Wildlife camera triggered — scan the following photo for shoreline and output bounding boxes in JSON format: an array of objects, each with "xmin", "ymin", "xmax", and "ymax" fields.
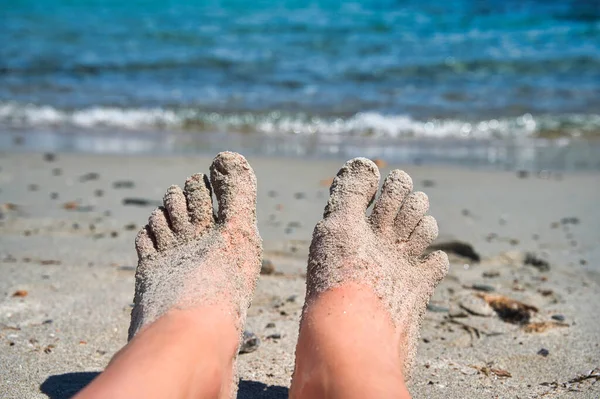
[
  {"xmin": 0, "ymin": 152, "xmax": 600, "ymax": 398},
  {"xmin": 0, "ymin": 129, "xmax": 600, "ymax": 172}
]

********************

Goal: Revise the entries above so that "shoreline" becomes "open water" wherever it appears, leaving everything else unchanged. Omit the pictures from your version.

Solution for this exercise:
Wildlife camera triggered — scan the following photo for open water and output bounding boxes in JSON format: an array of objects, each with "xmin", "ymin", "xmax", and "ymax" fields.
[
  {"xmin": 0, "ymin": 152, "xmax": 600, "ymax": 398},
  {"xmin": 0, "ymin": 129, "xmax": 600, "ymax": 172}
]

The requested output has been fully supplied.